* EXERCISE DIRECTIONS: Show each line in the records that contains the word "table", treating uppercase and lowercase as different.

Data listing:
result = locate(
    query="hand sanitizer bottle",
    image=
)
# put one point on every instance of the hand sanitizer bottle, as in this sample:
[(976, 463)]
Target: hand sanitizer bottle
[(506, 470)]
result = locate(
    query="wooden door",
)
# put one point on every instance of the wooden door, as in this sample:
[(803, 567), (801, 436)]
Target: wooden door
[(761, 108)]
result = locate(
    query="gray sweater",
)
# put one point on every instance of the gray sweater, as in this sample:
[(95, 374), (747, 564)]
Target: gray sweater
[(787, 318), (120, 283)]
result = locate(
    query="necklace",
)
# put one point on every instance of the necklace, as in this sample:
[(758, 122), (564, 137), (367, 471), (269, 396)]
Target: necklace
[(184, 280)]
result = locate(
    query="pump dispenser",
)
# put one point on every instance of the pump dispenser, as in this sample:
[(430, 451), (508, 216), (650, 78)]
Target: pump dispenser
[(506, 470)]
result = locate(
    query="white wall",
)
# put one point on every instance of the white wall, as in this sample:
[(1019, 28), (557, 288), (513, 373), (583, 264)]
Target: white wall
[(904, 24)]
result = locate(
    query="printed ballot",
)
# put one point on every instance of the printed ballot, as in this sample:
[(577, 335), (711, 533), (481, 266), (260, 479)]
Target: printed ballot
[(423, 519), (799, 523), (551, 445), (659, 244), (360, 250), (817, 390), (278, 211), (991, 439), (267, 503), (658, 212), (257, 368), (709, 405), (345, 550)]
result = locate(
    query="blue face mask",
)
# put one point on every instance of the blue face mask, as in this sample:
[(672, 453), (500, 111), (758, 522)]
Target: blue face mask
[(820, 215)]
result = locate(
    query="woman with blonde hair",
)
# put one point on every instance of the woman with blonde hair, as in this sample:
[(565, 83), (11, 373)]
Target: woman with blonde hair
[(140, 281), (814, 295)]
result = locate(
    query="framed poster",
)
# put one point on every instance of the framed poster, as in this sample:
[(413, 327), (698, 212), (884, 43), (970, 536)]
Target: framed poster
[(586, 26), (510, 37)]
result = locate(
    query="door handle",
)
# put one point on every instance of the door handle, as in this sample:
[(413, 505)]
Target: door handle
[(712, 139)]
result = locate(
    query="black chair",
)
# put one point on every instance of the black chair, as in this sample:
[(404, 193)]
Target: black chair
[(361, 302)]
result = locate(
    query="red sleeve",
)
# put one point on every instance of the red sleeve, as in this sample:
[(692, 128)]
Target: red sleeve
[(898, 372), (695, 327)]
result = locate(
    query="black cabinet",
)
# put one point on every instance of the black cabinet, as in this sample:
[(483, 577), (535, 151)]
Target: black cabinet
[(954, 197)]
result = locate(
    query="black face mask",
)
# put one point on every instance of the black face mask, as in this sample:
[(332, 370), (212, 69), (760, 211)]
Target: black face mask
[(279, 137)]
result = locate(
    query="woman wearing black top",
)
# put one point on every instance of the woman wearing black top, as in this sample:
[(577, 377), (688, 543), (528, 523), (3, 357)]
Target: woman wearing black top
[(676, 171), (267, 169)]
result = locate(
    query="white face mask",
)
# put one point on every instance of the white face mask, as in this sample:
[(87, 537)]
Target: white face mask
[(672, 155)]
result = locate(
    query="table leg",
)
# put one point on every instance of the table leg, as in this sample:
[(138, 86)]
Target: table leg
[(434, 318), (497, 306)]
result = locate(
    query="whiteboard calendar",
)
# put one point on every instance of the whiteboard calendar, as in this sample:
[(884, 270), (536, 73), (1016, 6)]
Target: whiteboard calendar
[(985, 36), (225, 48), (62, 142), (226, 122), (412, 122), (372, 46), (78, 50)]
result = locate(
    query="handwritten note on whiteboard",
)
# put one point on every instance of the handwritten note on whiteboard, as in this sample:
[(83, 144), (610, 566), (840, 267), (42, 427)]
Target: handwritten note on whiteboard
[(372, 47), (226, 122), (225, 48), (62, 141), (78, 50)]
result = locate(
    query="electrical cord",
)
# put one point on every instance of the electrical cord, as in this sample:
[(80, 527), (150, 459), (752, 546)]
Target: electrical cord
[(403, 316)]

* SOLUTION BELOW:
    query="table leg",
# put one point on every instance of the table leg, as in this sample:
Target: table leg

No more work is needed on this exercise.